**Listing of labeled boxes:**
* * * * * * * * *
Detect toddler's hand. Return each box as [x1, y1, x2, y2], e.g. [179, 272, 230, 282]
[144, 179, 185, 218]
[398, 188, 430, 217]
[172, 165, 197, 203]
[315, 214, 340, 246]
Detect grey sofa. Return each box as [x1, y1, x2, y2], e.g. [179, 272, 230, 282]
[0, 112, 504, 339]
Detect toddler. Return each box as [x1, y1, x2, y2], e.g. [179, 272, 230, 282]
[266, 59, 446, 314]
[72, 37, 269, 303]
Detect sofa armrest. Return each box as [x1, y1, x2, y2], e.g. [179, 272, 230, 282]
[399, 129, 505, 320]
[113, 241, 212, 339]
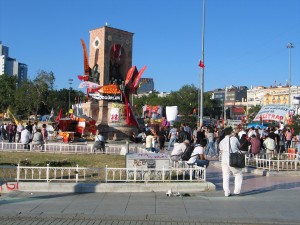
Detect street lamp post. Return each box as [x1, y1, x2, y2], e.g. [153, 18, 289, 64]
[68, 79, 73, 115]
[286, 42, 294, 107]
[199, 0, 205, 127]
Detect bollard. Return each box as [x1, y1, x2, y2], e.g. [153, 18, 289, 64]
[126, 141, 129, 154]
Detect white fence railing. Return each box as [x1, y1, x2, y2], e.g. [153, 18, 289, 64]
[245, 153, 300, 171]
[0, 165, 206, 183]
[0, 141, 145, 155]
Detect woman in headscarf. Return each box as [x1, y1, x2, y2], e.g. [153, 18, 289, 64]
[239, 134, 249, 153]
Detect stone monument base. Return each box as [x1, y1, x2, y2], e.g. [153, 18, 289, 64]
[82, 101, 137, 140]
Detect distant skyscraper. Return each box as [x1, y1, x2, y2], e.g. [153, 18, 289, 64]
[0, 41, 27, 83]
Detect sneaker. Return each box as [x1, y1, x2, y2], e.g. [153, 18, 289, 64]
* * * * * * * * *
**Exercise task:** Put every line of the listing above into a numbered list, omitting blank lines and the pictures.

**Completed task:**
1. Detect toddler's hand. Return each box as [x1, y1, x2, y2], e.g. [179, 272, 230, 282]
2. [144, 179, 185, 218]
3. [398, 188, 430, 217]
4. [172, 165, 197, 203]
5. [315, 214, 340, 246]
6. Detect grey sofa. Return each box as [x1, y1, x2, y2], e.g. [179, 272, 230, 282]
7. [0, 112, 504, 339]
8. Detect toddler. Return each box as [x1, y1, x2, y2], e.g. [179, 272, 230, 282]
9. [266, 59, 446, 314]
10. [72, 37, 269, 303]
11. Detect sofa armrest. Return each box as [x1, y1, x2, y2], e.g. [179, 272, 230, 282]
12. [399, 129, 505, 320]
13. [113, 241, 212, 339]
14. Detect street lamp post. Return each box as [x1, y1, x2, y2], e.g. [153, 18, 289, 64]
15. [68, 79, 73, 115]
16. [286, 42, 294, 107]
17. [199, 0, 205, 127]
18. Detect bollard. Return each box as [x1, y1, x2, y2], e.g. [153, 18, 289, 64]
19. [126, 141, 129, 154]
20. Detect white fence railing. Return each box as [x1, y1, x2, y2], e.g. [153, 18, 289, 64]
21. [245, 153, 300, 171]
22. [0, 165, 206, 183]
23. [0, 141, 145, 155]
24. Detect woman in headscarf. Return each box as [x1, y1, x2, y2], e.g. [153, 18, 289, 64]
25. [239, 134, 249, 153]
26. Detect stone monument base. Return each box as [x1, y1, x2, y2], e.g. [153, 18, 289, 64]
27. [82, 101, 137, 140]
28. Detect distant skyscraper. Return each box as [x1, y1, x2, y2], e.g. [153, 18, 289, 64]
29. [0, 41, 27, 83]
30. Detect sneaker. Return each box as [x1, y1, x2, y2], e.g. [153, 18, 289, 64]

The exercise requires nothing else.